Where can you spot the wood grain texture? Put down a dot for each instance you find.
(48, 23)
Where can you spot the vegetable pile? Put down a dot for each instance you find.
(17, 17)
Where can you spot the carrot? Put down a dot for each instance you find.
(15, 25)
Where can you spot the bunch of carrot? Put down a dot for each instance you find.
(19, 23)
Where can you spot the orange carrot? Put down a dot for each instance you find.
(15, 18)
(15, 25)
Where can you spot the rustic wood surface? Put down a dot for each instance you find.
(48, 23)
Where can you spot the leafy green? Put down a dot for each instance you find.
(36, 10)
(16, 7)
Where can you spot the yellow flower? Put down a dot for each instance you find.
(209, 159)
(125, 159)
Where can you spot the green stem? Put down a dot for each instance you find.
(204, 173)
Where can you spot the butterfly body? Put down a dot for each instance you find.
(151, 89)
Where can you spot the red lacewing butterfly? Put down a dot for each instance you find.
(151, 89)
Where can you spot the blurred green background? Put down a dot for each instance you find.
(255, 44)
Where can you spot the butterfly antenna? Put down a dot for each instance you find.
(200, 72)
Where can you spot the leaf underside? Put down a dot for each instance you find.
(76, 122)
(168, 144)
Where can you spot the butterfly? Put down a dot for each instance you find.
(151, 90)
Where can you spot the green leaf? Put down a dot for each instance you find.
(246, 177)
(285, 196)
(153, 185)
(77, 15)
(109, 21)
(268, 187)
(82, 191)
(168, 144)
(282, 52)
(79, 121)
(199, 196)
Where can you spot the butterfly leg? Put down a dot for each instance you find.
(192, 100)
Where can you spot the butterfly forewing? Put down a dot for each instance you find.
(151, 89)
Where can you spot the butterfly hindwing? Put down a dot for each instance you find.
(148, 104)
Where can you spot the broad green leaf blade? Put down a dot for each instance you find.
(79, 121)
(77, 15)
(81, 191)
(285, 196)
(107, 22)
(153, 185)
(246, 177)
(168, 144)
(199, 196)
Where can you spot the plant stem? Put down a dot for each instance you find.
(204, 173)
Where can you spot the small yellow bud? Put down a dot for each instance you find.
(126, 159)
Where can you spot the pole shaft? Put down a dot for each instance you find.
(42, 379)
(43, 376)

====

Please turn the part of the rows that opens with the line containing "Where can you spot the blurred" and runs through the last row into a numbered list, including both of those lines and leaving out any blank lines.

1. Where can you spot the blurred green background? Put down a dot for each instance you find.
2. (255, 44)
3. Where can you spot the butterfly antenna? Put down a dot for each instance you find.
4. (200, 72)
5. Where can you spot the leaf underside? Put down a dot for each instance you find.
6. (76, 122)
7. (168, 144)
8. Where can you spot the butterfly? Put down a dot for each instance you find.
9. (151, 90)
10. Where can you spot the green leaf? Put down a dot for each instance you find.
11. (246, 177)
12. (285, 196)
13. (153, 185)
14. (77, 15)
15. (109, 21)
16. (268, 187)
17. (82, 191)
18. (168, 144)
19. (282, 52)
20. (79, 121)
21. (199, 196)
22. Where can you spot the butterfly leg? Put down a dot for each instance you find.
23. (192, 100)
24. Where can you spot the butterfly forewing? Put down a dot for each instance you find.
25. (151, 89)
26. Where can you spot the butterfly hindwing? Put down a dot for each instance you find.
27. (148, 104)
28. Where can you spot the broad green leaf blade? Put down a dot for each instance you find.
29. (79, 121)
30. (77, 15)
31. (81, 191)
32. (285, 196)
33. (107, 22)
34. (153, 185)
35. (246, 177)
36. (168, 144)
37. (199, 196)
38. Where can you spot the plant stem? Put down a dot for each instance you find.
39. (204, 173)
40. Where can you spot the small yellow bud? Put down a dot for each instance you find.
41. (126, 159)
42. Where can you spot the pole shaft? Put down a dot for each instance you find.
43. (42, 379)
44. (43, 376)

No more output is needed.